Two Men, Two Visions of One Computer World, Indivisible

Two Men, Two Visions of One Computer World, Indivisible

New York Times, 1991-12-08

With computer technology advancing at a lightning pace, it's hard to imagine that anyone could work on the same project for more than 30 years — and still not finish it. But that is the case with two legendary figures of computerdom: Theodor Holm Nelson and Douglas C. Engelbart.

The two men are very different.

Ted Nelson is an outspoken author and visionary described as everything from "the Thomas Paine of the personal computer revolution" to a "madman extraordinaire."

Doug Engelbart is a soft-spoken engineer who invented the computer mouse, on-screen windows and several other techniques that are only now coming into widespread use. In a sense, Silicon Valley has spent the last 20 years implementing ideas Dr. Engelbart first demonstrated in the 1960's.

But Mr. Nelson and Dr. Engelbart have separately been pursuing very similar visions for three decades, and both know the frustration of falling short. "Trying to follow a crusading pursuit is not a very rewarding career path," said Dr. Engelbart.

The vision both have in common is called hypertext, a way of organizing vast amounts of information to be viewed on computers.

With paper documents, one usually reads from beginning to end in a linear fashion. With electronic information, it is easier to jump around because the computer can deliver any piece of information instantly. While perusing an article about Columbus, for instance, a reader might come upon a reference to Queen Isabella. With hypertext, the reader could press a button and jump to information about her, and from there to a passage about the Inquisition, and so on.

SHORT TASK A: In the article about Nelson and Engelbart, what is the name of the vision the two men have in common?
The article on Nelson and Engelbart has no connection to the listing that comes after it.

ENTRIES PROVIDED:
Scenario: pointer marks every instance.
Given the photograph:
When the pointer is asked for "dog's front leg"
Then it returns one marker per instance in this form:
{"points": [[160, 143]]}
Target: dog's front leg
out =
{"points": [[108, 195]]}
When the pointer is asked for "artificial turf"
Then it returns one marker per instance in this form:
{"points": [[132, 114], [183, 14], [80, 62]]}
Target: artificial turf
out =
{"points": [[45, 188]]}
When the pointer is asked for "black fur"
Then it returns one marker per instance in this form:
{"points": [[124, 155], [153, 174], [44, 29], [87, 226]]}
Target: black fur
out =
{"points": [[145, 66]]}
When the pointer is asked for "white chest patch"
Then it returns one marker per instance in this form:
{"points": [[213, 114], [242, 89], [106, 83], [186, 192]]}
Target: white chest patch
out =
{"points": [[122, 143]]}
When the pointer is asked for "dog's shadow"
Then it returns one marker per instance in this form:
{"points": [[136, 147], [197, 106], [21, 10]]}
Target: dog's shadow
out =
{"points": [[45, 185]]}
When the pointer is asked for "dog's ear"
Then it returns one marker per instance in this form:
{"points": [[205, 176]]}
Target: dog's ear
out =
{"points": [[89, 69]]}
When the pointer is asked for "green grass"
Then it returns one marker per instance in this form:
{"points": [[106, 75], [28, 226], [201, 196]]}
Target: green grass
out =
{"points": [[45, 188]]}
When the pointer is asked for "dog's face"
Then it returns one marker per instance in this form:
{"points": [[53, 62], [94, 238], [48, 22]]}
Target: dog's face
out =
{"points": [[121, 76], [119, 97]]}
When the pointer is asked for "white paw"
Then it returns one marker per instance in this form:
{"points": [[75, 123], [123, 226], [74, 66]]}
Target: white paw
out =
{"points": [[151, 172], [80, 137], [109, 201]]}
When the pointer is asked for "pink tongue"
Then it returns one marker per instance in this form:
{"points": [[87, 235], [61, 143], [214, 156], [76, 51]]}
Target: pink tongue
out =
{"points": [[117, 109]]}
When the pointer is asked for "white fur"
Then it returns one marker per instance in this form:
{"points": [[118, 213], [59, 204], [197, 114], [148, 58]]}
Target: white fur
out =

SHORT TASK B: Tally the lines of the listing that contain the string "front", with case counting, and give only the number.

CORRECT ANSWER A: Hypertext.

CORRECT ANSWER B: 2